═════ Document passage
One can only imagine the withering
contempt with which Dr. Wohlstetter would
dissect the so-called “Founding Act
on Mutual Relations, Cooperation and
Security Between NATO and the Russian
Federation.” This sixteen-page
document was unveiled late last week in
Moscow with much fanfare and declarations
that the way was now clear for including
several former Soviet-occupied states in
Central Europe in the Atlantic Alliance.
Unfortunately, if the United States is
not careful, this “Founding
Act” could become the “Final
Act” for NATO.

A Bill of Particulars

Consider some of the particulars of
this agreement:

  • As Richard Perle — one of Dr.
    Wohlstetter’s most accomplished
    protégés — noted at a splendid
    congress of the New Atlantic
    Initiative held here over the
    weekend, the agreement
    reads like a Soviet document
    .
    This is, as the communists loved
    to say, “no accident,
    comrade.” After all, the
    principal author for the Russian
    side was an unreconstructed
    apparatchik and long-time KGB
    operative from the old Soviet
    Union, Foreign Minister Yevgeny
    Primakov.
  • Mr. Primakov’s fine hand is
    evident in the mutation
    of NATO contemplated by this
    document
    — from a
    free-standing military alliance
    of democratic states to a
    “Euro-Atlantic”
    community with which Russia
    becomes an “equal
    partner” in political as
    well as security matters. The
    tone is set with the pledge by
    the two parties to pursue
    “to the maximum extent
    possible, where
    appropriate…joint decisions and
    joint action with respect to
    security issues of common
    concern.”
  • Moscow will be in a good position
    to try to enforce this commitment
    as it will always
    co-chair the new “Permanent
    Joint Council”
══════════
═════ Supplied information
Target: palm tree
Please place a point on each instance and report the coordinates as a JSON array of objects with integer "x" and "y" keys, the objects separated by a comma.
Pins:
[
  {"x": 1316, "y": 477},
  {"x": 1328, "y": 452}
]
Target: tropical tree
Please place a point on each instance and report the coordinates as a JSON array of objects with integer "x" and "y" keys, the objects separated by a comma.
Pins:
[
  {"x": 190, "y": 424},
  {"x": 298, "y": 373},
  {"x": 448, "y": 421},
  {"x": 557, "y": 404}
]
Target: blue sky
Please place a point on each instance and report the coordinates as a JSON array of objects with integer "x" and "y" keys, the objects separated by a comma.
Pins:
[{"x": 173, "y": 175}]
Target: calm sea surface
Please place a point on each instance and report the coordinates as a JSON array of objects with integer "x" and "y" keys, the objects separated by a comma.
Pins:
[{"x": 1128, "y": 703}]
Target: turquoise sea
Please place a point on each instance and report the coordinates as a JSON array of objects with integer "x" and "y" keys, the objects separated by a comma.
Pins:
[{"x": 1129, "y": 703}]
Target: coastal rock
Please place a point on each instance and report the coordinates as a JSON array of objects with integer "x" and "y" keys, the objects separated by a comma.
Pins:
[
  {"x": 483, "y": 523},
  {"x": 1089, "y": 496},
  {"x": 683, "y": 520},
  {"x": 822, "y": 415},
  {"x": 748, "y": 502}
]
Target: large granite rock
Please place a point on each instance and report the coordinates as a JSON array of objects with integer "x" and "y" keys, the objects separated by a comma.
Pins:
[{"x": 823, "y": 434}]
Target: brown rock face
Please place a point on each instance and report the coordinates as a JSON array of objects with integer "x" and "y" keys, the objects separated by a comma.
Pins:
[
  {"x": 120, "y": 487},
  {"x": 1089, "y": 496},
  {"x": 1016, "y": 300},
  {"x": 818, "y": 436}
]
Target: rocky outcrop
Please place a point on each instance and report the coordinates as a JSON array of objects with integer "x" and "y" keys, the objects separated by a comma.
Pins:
══════════
Update the passage on the NATO-Russia agreement, beginning at the words that contain "Unfortunately, if the" and stopping after "Perle — one of Dr.", and replace "United States" with "U.S.".

> **Solution to this task**
Unfortunately, if the U.S. is
not careful, this “Founding
Act” could become the “Final
Act” for NATO.

A Bill of Particulars

Consider some of the particulars of
this agreement:

  • As Richard Perle — one of Dr.